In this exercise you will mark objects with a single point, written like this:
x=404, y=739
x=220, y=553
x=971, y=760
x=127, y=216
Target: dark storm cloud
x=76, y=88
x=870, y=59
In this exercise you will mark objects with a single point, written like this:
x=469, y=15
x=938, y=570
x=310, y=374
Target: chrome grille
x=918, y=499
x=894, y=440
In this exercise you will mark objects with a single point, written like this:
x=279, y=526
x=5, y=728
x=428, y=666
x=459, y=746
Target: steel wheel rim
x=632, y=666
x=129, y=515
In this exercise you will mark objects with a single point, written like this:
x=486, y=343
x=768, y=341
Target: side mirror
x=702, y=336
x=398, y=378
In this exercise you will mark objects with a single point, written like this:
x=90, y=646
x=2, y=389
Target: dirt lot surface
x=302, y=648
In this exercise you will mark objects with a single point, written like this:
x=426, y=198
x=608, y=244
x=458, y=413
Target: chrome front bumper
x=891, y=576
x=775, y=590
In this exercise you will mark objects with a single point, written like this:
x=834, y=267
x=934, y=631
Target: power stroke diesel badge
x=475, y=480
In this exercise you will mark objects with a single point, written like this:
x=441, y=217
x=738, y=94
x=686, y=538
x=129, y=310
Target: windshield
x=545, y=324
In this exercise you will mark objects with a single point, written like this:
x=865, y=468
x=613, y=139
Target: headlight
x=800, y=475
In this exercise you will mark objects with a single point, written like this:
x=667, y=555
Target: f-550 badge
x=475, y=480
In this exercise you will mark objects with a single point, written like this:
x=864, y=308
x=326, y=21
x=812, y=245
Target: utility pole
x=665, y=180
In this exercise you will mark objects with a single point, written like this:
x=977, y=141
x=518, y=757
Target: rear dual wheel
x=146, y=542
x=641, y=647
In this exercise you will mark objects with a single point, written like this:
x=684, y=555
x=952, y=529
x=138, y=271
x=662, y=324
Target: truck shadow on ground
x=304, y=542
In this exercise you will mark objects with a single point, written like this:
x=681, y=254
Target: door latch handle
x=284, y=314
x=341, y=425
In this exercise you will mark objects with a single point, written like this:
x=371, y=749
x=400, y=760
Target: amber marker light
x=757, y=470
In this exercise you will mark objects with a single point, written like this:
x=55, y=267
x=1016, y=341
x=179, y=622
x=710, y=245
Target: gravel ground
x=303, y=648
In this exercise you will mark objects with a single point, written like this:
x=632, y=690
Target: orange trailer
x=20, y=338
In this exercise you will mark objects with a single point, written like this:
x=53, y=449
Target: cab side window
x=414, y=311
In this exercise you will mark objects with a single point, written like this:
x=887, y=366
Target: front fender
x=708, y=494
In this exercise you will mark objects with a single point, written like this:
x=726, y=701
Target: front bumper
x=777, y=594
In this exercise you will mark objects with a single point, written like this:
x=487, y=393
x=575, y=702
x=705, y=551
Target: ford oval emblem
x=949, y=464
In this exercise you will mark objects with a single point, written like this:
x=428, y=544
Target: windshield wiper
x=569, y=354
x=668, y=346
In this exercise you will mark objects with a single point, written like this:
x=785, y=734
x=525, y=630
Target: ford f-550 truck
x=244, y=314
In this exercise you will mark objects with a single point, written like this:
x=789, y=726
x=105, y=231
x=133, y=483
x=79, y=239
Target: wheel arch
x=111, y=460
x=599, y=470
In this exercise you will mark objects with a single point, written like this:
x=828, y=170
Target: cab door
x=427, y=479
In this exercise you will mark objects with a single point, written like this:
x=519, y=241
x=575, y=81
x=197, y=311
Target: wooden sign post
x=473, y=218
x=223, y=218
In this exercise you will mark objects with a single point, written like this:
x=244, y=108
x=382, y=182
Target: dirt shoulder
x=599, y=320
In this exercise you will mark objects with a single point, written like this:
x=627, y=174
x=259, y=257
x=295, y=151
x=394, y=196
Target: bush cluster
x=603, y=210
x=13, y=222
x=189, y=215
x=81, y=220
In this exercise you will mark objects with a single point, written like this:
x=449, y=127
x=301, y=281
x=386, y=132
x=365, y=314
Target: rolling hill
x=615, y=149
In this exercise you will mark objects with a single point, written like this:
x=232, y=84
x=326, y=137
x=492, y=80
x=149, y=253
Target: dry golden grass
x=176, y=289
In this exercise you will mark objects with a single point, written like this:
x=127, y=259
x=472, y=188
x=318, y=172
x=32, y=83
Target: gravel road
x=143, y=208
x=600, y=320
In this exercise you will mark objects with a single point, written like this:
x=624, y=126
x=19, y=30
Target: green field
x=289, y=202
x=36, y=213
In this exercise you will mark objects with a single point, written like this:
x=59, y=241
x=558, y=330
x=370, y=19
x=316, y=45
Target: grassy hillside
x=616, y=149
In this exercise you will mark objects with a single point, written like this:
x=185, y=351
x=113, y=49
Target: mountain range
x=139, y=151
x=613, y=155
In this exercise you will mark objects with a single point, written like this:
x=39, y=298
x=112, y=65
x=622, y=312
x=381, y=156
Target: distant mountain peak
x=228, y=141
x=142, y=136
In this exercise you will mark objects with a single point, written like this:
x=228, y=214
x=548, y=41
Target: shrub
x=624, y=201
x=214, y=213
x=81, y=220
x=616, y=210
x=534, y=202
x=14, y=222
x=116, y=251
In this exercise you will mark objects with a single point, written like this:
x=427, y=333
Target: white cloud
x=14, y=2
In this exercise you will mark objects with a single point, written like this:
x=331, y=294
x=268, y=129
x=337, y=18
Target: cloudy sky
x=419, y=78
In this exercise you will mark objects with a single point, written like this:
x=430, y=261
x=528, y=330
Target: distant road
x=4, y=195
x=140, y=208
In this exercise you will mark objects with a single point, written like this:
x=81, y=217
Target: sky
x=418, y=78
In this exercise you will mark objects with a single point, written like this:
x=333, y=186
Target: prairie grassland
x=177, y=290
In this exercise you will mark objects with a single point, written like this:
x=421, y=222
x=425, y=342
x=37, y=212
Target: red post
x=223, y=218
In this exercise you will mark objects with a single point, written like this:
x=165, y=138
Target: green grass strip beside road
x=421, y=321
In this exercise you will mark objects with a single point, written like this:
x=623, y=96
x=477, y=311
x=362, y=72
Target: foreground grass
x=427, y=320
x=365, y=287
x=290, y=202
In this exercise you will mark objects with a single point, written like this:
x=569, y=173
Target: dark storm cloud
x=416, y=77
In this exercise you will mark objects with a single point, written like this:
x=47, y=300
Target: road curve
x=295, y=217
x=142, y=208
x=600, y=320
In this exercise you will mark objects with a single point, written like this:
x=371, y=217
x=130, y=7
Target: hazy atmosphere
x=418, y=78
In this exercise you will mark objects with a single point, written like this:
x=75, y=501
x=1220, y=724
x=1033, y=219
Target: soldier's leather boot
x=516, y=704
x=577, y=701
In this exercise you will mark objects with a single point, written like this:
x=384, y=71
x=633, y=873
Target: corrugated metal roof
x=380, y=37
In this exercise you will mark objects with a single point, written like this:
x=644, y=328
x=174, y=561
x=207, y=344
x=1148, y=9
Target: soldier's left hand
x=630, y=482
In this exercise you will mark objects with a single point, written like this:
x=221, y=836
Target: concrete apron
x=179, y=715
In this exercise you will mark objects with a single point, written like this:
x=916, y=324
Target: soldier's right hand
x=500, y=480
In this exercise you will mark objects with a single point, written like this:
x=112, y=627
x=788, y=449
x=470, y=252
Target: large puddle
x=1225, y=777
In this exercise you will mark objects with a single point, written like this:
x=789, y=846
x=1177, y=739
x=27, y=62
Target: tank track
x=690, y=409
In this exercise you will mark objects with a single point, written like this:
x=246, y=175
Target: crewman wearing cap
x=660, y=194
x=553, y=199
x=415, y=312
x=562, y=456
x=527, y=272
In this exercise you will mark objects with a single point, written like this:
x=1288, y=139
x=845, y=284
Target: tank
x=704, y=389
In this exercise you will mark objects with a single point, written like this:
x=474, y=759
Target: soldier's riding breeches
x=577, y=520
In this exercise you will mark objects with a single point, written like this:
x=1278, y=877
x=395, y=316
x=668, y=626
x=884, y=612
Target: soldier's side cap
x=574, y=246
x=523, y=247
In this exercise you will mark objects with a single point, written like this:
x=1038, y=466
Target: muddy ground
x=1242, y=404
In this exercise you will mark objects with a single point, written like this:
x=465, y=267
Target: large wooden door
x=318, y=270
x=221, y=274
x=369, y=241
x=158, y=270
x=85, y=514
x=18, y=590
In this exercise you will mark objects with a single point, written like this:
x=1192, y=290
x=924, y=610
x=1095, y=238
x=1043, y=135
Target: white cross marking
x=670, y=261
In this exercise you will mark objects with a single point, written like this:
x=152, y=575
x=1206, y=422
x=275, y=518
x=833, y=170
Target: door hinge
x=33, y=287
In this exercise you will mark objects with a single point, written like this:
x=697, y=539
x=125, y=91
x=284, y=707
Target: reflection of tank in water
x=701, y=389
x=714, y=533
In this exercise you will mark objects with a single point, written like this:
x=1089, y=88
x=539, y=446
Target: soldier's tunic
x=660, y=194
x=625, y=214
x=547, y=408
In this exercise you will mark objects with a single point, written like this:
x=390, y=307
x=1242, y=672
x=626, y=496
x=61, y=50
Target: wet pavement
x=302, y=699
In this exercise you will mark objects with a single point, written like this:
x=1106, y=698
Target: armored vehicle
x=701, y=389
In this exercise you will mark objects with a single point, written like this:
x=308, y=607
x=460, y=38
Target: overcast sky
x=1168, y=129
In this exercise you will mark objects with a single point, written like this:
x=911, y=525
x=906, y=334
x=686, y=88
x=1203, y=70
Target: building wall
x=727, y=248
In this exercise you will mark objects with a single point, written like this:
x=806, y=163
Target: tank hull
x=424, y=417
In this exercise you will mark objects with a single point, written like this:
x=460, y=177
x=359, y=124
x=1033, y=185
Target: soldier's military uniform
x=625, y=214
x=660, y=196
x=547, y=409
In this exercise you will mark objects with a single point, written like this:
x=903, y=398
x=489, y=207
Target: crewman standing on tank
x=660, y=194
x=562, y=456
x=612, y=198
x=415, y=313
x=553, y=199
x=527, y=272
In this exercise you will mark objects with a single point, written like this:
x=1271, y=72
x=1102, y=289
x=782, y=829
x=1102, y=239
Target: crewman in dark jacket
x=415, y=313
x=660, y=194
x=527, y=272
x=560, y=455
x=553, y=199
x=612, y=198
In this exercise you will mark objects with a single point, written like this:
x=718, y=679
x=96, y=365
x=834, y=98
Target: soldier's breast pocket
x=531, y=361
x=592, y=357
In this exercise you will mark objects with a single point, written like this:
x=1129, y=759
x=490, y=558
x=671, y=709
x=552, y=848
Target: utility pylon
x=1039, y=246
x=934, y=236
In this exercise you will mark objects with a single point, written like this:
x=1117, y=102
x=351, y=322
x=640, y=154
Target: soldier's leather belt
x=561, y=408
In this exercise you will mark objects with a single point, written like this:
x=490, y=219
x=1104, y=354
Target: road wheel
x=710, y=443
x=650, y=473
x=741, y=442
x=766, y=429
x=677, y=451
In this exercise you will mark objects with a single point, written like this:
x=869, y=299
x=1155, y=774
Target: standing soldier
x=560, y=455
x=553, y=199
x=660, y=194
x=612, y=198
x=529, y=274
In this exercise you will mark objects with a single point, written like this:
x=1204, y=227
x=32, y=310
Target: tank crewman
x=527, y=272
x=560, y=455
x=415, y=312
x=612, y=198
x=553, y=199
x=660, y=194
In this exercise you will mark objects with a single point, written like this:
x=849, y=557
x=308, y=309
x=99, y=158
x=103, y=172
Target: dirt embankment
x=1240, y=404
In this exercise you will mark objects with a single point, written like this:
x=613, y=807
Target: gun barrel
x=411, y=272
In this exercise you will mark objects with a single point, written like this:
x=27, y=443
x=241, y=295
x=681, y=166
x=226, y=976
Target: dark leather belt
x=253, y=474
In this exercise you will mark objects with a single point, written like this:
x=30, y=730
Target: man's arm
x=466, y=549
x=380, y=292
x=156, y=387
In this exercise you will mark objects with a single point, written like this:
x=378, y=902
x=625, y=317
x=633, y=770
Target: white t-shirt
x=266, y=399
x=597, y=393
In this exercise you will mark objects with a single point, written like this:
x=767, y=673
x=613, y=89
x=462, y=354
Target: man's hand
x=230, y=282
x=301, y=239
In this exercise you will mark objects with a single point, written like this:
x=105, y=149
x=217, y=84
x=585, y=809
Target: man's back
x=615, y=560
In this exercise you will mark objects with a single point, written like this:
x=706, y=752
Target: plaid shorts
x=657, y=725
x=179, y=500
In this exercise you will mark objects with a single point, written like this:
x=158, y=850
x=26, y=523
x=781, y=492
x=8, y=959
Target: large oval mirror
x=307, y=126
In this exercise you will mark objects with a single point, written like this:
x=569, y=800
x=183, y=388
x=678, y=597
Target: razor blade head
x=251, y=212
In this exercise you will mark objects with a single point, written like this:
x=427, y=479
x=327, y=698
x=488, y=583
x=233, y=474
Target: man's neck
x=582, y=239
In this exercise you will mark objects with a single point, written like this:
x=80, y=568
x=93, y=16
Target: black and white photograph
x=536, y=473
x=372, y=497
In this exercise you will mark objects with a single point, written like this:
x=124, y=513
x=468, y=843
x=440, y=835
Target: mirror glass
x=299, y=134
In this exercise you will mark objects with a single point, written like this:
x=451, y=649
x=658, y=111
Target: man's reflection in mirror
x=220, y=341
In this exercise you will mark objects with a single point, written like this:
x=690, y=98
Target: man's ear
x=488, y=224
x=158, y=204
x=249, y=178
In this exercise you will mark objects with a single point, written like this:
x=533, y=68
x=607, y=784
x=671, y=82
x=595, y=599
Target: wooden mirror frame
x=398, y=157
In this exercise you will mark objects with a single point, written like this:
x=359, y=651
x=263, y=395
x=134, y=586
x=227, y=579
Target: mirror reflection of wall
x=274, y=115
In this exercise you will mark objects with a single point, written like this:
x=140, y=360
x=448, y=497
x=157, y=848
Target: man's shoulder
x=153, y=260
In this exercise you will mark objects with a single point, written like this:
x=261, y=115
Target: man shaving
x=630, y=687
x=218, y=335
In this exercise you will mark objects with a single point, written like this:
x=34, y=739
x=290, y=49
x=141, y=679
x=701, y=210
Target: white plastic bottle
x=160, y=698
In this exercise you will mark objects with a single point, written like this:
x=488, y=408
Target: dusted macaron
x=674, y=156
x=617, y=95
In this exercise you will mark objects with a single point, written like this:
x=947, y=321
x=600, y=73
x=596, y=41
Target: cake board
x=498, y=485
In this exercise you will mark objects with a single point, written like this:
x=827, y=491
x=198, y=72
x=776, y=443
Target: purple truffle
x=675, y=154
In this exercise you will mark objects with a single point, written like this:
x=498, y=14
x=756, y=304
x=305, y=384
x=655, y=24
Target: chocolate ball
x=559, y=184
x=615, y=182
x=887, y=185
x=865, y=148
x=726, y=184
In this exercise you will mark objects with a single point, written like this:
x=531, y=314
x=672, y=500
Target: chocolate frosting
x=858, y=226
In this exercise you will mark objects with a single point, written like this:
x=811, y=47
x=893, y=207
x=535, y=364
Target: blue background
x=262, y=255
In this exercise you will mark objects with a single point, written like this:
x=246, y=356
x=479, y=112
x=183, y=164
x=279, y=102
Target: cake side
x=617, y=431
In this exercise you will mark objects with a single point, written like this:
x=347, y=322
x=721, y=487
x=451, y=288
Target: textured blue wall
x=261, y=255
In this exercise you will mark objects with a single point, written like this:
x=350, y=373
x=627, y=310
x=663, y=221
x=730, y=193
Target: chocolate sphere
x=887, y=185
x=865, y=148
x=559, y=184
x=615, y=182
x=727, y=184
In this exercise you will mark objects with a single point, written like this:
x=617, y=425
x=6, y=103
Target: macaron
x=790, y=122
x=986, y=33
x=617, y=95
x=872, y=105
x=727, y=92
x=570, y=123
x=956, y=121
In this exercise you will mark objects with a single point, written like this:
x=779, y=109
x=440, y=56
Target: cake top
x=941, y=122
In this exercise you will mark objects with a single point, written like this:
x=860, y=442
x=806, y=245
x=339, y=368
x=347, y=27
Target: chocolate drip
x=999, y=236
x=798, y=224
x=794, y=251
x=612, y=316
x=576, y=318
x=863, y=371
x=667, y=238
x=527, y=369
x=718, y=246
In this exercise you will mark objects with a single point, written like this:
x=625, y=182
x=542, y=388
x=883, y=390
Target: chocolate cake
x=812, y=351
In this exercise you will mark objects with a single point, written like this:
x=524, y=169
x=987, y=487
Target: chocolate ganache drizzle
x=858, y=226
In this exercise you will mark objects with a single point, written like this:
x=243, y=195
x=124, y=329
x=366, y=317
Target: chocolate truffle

######

OBJECTIVE: Copy out the records above unchanged, starting at their first line and stopping after the line that contains "x=894, y=440".

EXERCISE RESULT:
In this exercise you will mark objects with a single point, written like this:
x=404, y=739
x=220, y=553
x=971, y=760
x=127, y=216
Target: dark storm cloud
x=76, y=88
x=870, y=59
In this exercise you will mark objects with a single point, written like this:
x=469, y=15
x=938, y=570
x=310, y=374
Target: chrome grille
x=918, y=499
x=894, y=440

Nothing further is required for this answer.